The problem? Many teachers or reviewers simply see the big label and stop digging. The fine print gets lost.
The article explains that those reviewing reports must understand what they’re seeing. If they don’t – the system’s credibility takes a hit.
This isn’t just a school-yard issue either. As academic integrity services point out, when tools misidentify or mis-classify rewrites and AI-generated text, the risk of unfair accusations or false reassurance skyrockets.
One deep-dive study found that texts mostly edited by AI (rather than fully generated) still carried the machine-mark – and those edits increasingly evade detection in current systems.
Check out research on AI-edited text detection that underscores how even mixing human draft + AI touches complicates authorship attribution.
From a personal standpoint: I see this revolt of “AI in writing” as less about the tech and more about transparency.
If Grammarly builds a “Humanize” tool that lets AI-generated phrases slide into human-written territory, then educators, creators, and platforms need clearer signals.
The article suggests a “yellow” category for “Edited by AI” might help, and I agree: nuance matters.
Worst part? This all comes as many institutions are doubling down on AI-detector tools or automated authorship flags.
But what’s the point of a detector if the pipeline lets AI-written + AI-humanized work pass as entirely human-typed?
To illustrate, a blog post on Originality.ai shows how using rephrase/rewriter features in Grammarly raised AI-detection scores elsewhere – so the laundering isn’t invisible to everyone.
Here’s the practical punch: If you’re a student, writer or publisher relying on Grammarly’s Authorship reports as gold, you might want to pause and ask questions.
How long did it take to write the piece? Was there heavy rewriting by an AI agent?
Did the system track the version history, or did someone paste in a draft later? In many cases the visible “human-typed” status gives false comfort.
For institutions and educators: it’s time to revisit how authorship tools are used. If your teacher sees “75% human-typed” and accepts it without additionally checking draft history or revision time, you’re trusting a system that can be gamed.
· · · · · · ·
CHALLENGES:
1. Reproduce the part of the commentary on AI authorship detection that opens with the words containing "Worst part? This" and closes with "gives false comfort.".
2. In the commentary on AI authorship detection, what color of category does the article suggest for "Edited by AI"?
· · · · · · ·
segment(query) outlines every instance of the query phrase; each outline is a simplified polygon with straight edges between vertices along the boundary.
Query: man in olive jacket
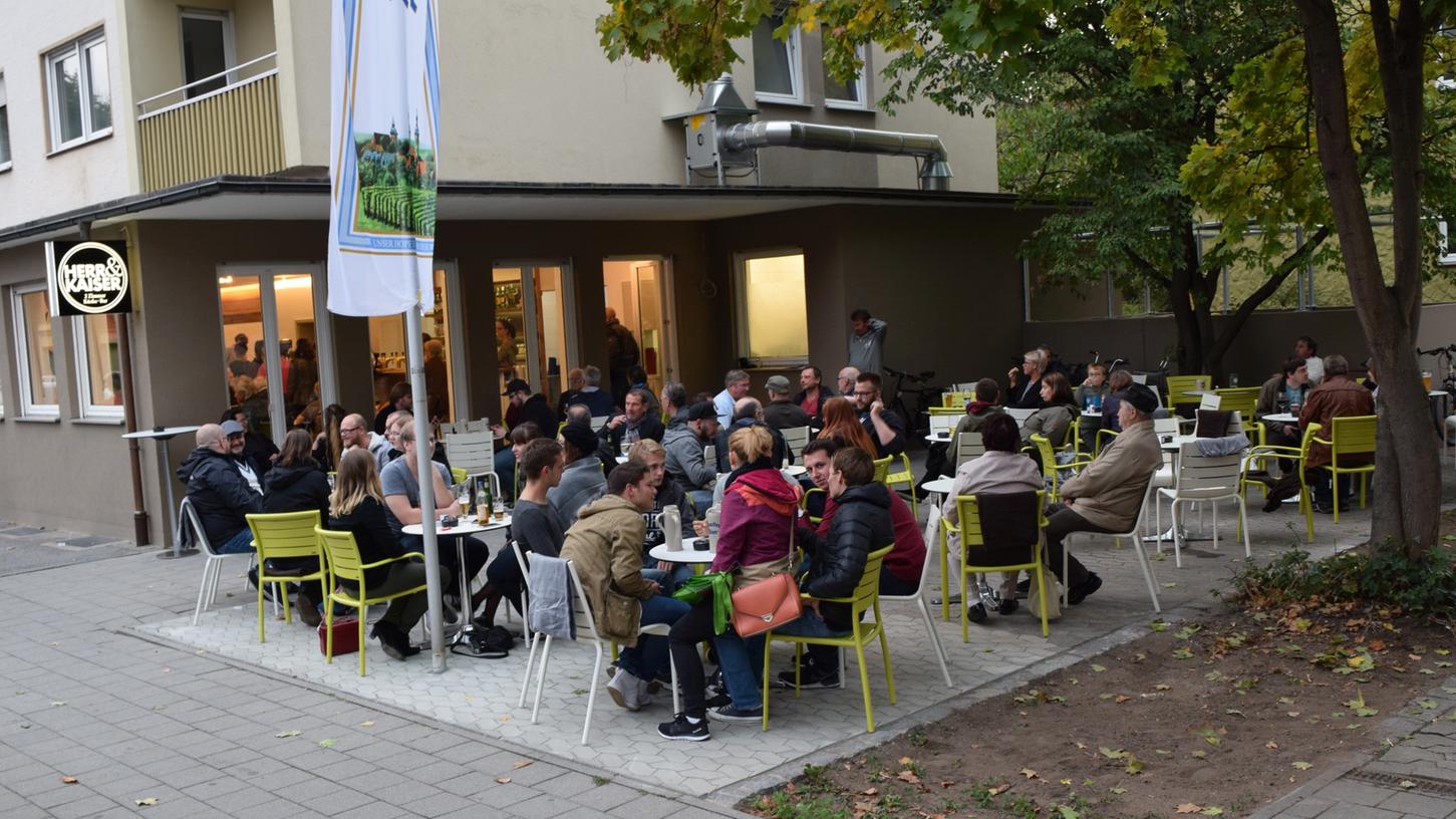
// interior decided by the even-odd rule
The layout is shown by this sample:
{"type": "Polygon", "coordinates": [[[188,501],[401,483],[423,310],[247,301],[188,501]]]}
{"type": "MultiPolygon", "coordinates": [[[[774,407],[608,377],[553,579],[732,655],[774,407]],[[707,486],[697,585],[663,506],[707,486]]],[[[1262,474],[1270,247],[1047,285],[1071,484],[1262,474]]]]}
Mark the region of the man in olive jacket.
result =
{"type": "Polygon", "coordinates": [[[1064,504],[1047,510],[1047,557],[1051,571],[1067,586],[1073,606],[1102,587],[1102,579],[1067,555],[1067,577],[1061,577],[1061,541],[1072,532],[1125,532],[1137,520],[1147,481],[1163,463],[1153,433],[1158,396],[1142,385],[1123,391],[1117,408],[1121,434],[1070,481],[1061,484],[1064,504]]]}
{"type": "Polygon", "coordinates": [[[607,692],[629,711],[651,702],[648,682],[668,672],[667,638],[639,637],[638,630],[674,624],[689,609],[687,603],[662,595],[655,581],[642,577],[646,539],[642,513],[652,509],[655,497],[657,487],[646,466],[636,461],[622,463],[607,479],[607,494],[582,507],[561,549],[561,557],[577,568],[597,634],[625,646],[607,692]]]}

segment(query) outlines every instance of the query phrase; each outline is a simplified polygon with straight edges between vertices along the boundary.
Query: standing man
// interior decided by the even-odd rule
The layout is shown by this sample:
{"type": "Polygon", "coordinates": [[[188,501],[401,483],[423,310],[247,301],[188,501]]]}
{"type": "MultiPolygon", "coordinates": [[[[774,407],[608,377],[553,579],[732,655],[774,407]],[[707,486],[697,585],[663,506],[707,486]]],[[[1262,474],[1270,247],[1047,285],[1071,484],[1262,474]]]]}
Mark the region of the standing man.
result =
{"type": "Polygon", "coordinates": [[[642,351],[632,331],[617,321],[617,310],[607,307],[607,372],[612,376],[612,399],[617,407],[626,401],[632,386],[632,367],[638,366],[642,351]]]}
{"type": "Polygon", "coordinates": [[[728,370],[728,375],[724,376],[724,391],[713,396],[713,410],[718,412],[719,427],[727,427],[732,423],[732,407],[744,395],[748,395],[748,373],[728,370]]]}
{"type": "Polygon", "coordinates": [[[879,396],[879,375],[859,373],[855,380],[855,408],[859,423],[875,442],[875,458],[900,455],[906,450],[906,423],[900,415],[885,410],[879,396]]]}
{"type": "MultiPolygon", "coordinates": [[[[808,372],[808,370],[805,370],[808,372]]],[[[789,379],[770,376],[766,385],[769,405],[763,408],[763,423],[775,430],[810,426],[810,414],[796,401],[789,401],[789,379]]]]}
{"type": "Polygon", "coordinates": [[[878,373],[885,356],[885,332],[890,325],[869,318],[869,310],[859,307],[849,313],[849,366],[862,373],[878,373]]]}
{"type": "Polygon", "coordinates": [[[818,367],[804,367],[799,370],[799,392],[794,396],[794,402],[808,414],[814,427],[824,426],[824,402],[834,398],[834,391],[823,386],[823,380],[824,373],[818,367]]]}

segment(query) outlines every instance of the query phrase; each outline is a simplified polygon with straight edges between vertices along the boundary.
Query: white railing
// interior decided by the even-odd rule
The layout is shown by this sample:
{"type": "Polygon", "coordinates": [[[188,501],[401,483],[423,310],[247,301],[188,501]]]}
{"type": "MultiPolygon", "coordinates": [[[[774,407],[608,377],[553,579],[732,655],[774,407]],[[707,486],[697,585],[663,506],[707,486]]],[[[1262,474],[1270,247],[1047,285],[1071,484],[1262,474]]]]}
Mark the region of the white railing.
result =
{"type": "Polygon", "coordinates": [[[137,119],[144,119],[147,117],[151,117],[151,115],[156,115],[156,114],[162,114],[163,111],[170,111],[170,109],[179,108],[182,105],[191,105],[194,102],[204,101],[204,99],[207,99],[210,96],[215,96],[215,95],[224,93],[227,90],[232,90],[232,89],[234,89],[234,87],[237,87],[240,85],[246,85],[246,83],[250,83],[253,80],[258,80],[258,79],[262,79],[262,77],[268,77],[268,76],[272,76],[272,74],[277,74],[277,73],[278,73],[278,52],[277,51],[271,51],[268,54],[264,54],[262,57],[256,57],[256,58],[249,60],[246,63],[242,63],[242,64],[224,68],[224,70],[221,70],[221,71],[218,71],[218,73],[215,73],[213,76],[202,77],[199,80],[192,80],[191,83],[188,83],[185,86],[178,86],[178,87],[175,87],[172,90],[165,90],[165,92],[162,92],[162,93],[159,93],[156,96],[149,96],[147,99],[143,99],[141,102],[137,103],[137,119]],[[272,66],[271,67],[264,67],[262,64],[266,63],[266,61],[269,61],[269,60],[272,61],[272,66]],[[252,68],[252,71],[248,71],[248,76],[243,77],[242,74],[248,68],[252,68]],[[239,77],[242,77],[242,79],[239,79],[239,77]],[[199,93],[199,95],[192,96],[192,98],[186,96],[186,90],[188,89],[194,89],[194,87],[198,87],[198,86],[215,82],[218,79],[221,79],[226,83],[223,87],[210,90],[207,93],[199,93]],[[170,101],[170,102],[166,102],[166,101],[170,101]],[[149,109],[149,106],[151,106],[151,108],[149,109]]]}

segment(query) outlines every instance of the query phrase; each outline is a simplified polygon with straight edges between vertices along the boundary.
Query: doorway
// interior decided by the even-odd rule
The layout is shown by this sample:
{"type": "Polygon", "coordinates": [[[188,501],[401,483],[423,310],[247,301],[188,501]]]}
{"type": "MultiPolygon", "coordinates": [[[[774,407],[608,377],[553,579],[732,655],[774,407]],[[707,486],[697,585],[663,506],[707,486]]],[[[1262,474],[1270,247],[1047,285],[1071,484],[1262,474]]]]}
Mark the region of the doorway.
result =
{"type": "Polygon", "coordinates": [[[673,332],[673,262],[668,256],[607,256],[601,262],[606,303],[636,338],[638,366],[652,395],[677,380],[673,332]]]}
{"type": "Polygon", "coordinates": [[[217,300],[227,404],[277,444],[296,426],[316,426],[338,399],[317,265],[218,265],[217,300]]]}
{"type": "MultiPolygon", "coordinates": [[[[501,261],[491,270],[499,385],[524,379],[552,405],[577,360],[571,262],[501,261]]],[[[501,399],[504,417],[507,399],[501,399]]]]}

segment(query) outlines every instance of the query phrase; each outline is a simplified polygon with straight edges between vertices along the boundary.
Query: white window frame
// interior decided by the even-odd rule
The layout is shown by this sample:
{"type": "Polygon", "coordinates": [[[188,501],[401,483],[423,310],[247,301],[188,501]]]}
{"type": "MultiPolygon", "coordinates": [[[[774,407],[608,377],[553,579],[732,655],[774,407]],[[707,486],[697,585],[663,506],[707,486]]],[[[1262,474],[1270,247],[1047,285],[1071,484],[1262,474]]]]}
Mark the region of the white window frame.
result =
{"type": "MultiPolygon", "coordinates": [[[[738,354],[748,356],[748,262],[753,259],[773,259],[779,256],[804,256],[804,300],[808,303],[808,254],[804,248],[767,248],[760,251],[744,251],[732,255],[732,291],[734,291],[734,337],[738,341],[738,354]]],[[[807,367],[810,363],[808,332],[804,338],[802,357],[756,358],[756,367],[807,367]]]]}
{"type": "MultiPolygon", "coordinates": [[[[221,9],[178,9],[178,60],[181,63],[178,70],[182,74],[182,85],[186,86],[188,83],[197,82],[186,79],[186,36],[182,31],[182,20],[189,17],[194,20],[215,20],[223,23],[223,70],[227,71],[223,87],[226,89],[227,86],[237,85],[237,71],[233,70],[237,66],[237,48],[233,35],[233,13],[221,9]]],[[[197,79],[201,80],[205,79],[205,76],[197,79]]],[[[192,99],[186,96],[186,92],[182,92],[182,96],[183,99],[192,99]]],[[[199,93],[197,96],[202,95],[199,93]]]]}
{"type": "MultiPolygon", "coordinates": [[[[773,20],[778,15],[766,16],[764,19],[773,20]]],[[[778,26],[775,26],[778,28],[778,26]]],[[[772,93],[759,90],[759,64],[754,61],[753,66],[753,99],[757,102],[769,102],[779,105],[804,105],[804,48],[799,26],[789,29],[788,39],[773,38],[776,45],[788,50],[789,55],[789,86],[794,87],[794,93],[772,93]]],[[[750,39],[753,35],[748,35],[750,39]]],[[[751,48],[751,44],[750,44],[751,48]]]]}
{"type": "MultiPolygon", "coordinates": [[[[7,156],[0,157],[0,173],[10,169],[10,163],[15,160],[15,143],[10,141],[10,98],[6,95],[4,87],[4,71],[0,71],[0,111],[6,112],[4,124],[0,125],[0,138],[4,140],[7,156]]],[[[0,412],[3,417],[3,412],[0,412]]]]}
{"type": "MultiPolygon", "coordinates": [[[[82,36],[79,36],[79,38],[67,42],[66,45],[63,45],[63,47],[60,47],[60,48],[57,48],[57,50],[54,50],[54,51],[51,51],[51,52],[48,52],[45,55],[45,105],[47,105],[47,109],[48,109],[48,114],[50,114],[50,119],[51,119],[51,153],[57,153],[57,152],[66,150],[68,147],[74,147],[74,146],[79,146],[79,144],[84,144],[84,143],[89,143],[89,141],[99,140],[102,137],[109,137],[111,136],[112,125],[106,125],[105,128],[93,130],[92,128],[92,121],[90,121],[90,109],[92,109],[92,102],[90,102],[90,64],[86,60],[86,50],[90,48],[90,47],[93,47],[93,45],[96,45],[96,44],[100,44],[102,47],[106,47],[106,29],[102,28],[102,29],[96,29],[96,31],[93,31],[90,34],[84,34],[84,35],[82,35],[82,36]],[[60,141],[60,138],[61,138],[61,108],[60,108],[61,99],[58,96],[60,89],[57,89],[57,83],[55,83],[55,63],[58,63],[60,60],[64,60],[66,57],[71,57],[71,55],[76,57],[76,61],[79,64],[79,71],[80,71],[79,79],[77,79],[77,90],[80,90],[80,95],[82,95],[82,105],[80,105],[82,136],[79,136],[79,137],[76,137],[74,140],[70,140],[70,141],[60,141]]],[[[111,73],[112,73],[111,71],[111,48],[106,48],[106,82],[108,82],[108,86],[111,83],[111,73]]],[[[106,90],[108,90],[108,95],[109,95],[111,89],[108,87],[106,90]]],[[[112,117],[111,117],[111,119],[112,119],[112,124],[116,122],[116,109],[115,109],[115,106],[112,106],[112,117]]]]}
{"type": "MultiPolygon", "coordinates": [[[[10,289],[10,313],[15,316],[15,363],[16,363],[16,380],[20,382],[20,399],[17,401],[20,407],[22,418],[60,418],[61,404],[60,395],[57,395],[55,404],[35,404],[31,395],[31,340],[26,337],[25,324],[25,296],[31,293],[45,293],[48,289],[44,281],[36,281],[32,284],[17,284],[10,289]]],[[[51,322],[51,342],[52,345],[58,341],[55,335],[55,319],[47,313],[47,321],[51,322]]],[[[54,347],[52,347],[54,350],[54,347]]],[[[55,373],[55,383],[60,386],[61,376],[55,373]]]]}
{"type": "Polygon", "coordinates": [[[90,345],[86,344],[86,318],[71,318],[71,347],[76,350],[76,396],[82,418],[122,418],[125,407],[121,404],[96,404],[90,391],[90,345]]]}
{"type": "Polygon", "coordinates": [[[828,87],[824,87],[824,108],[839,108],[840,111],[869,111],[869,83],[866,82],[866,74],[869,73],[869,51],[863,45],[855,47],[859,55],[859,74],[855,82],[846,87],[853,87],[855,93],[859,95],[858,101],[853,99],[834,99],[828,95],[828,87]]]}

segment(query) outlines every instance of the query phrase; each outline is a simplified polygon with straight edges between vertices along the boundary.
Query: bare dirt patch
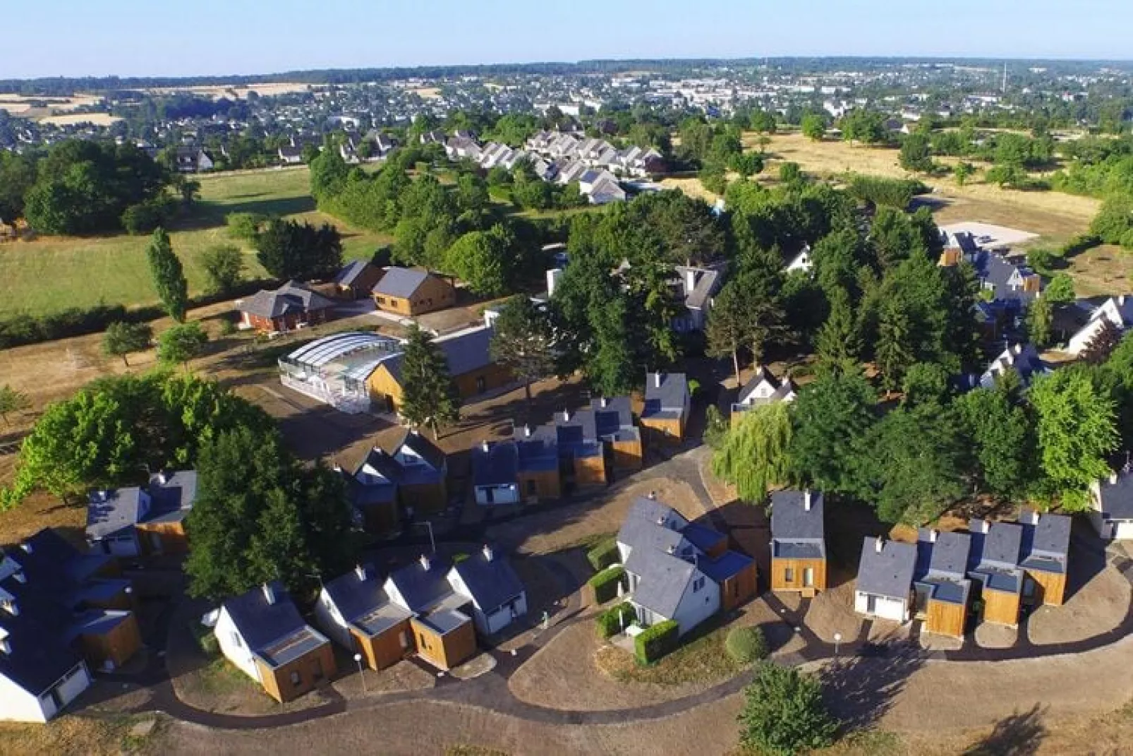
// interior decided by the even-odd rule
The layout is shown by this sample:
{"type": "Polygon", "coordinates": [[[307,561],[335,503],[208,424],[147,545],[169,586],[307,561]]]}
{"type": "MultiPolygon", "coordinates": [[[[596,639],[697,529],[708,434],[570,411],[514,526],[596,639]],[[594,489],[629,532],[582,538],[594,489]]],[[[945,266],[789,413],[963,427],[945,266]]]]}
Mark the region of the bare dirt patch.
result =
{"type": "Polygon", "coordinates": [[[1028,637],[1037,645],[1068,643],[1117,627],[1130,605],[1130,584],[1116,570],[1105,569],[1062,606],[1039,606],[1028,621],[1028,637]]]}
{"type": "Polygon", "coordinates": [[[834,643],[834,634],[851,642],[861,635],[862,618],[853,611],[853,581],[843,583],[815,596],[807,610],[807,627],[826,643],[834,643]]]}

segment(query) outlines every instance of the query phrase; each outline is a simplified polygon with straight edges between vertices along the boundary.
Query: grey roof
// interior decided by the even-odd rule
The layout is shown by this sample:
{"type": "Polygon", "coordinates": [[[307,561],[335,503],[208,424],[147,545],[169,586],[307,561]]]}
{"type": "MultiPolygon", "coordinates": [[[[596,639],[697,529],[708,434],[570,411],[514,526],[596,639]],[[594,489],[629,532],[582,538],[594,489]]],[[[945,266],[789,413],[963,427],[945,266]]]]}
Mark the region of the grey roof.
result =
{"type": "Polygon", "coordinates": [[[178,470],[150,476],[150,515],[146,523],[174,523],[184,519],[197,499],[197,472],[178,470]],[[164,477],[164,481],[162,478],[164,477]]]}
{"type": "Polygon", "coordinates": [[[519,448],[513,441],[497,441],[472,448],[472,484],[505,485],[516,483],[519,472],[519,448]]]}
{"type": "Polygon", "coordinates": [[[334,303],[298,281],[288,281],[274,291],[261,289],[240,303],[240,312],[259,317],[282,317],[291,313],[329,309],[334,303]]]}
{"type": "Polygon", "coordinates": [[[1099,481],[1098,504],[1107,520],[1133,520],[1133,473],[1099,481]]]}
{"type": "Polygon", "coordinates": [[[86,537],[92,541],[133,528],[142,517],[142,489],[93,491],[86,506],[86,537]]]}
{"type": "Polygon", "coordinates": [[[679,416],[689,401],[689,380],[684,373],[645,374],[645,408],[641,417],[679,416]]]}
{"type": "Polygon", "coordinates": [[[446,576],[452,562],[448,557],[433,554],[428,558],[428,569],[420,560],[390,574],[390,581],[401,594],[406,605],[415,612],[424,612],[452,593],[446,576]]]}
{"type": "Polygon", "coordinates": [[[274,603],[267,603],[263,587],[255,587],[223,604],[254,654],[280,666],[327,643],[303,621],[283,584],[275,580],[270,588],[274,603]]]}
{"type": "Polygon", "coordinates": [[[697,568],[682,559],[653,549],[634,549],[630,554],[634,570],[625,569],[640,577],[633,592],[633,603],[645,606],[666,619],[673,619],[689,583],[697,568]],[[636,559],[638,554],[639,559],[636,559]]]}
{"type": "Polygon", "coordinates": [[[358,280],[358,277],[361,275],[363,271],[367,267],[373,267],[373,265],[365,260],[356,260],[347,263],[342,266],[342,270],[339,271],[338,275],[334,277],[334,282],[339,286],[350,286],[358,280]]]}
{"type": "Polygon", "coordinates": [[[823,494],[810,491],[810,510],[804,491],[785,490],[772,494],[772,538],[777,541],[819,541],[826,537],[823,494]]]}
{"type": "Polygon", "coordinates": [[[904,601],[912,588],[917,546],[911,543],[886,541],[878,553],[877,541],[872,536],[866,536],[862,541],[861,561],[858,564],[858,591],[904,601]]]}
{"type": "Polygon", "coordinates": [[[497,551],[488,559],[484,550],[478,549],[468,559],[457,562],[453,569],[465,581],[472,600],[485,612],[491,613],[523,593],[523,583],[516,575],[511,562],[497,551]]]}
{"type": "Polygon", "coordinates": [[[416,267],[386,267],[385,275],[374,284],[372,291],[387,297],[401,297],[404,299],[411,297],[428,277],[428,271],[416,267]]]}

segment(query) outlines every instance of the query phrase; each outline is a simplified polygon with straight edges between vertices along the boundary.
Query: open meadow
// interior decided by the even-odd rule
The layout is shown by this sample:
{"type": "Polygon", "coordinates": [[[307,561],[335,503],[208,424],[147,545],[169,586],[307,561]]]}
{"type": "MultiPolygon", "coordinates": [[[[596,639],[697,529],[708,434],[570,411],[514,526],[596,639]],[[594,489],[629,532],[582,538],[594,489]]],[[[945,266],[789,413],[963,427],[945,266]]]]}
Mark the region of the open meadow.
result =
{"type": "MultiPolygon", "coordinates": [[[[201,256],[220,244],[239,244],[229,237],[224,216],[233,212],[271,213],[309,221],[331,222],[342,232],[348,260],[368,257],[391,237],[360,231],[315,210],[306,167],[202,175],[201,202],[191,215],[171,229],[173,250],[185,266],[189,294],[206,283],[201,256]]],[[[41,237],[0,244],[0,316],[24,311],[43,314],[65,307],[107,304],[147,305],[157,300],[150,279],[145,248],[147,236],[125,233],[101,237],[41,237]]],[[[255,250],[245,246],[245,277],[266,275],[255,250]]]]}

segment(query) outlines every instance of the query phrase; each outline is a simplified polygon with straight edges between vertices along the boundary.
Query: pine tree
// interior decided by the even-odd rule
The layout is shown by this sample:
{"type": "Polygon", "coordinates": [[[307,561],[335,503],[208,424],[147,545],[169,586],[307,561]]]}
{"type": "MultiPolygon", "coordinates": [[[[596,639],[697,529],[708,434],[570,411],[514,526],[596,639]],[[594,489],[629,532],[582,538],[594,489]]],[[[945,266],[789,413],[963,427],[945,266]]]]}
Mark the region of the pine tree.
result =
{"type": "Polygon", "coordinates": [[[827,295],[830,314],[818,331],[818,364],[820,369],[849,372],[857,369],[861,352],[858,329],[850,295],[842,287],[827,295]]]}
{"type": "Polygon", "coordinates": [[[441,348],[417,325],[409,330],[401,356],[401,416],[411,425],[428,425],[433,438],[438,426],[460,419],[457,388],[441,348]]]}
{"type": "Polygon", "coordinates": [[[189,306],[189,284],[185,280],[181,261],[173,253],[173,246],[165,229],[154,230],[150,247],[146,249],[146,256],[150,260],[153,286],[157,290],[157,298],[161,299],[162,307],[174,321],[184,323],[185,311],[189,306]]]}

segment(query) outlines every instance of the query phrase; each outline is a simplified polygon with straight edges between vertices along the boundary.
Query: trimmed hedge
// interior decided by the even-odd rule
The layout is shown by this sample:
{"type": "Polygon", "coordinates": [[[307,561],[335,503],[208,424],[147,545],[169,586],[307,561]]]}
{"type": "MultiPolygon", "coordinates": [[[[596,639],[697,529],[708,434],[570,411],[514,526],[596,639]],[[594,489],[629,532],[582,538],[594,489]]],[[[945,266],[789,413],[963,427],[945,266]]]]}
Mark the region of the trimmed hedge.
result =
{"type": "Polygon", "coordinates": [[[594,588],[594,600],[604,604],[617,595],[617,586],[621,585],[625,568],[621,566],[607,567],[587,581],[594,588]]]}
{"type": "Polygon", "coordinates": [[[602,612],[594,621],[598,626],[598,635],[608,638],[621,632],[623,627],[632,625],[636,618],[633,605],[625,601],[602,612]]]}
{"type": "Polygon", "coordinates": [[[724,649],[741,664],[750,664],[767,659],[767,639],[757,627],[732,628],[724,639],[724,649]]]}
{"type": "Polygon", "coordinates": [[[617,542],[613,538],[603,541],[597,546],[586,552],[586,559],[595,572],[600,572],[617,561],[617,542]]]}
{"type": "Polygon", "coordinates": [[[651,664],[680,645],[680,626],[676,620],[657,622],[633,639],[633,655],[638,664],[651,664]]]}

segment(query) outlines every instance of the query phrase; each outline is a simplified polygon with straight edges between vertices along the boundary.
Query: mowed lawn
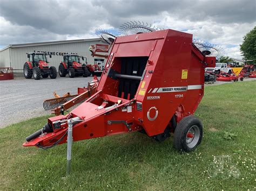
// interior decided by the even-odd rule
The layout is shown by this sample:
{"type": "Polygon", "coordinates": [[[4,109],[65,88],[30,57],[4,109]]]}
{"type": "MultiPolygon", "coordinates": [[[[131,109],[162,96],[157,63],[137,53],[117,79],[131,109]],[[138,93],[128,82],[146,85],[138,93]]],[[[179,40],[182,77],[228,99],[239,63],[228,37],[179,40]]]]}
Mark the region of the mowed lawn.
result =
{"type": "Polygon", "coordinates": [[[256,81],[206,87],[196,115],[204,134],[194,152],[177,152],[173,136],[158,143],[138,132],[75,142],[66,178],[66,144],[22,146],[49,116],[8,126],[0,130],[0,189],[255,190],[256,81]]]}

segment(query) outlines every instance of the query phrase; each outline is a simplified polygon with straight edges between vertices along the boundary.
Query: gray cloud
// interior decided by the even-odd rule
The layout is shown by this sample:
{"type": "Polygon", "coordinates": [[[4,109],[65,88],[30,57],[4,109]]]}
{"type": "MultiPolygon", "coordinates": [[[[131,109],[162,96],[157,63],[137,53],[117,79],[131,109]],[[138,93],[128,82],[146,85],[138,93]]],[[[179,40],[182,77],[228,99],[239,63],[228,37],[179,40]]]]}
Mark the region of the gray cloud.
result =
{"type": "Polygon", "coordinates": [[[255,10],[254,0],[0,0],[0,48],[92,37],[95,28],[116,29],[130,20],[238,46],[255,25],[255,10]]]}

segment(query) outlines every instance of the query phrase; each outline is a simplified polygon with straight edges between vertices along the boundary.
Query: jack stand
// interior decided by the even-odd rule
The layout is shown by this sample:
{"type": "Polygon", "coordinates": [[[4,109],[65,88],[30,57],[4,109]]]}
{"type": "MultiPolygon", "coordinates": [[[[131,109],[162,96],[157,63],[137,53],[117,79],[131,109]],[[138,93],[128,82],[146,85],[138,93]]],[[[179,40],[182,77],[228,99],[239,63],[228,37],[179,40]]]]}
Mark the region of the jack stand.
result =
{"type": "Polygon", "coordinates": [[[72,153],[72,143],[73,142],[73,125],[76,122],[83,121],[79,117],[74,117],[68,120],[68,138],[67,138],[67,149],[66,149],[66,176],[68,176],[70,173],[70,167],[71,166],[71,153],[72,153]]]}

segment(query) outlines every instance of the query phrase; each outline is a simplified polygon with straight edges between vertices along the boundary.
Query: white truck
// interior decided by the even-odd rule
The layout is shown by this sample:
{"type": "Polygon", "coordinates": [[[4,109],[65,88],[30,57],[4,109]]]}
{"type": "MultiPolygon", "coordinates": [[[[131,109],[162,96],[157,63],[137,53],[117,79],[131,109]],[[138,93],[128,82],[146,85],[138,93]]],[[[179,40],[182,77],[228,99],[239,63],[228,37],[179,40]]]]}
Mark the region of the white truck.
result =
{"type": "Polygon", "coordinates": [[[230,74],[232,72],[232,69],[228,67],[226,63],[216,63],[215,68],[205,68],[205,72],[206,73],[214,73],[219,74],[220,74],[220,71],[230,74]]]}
· · · · · · ·
TASK ANSWERS:
1.
Worst part? This all comes as many institutions are doubling down on AI-detector tools or automated authorship flags.
But what’s the point of a detector if the pipeline lets AI-written + AI-humanized work pass as entirely human-typed?
To illustrate, a blog post on Originality.ai shows how using rephrase/rewriter features in Grammarly raised AI-detection scores elsewhere – so the laundering isn’t invisible to everyone.
Here’s the practical punch: If you’re a student, writer or publisher relying on Grammarly’s Authorship reports as gold, you might want to pause and ask questions.
How long did it take to write the piece? Was there heavy rewriting by an AI agent?
Did the system track the version history, or did someone paste in a draft later? In many cases the visible “human-typed” status gives false comfort.

2. Yellow.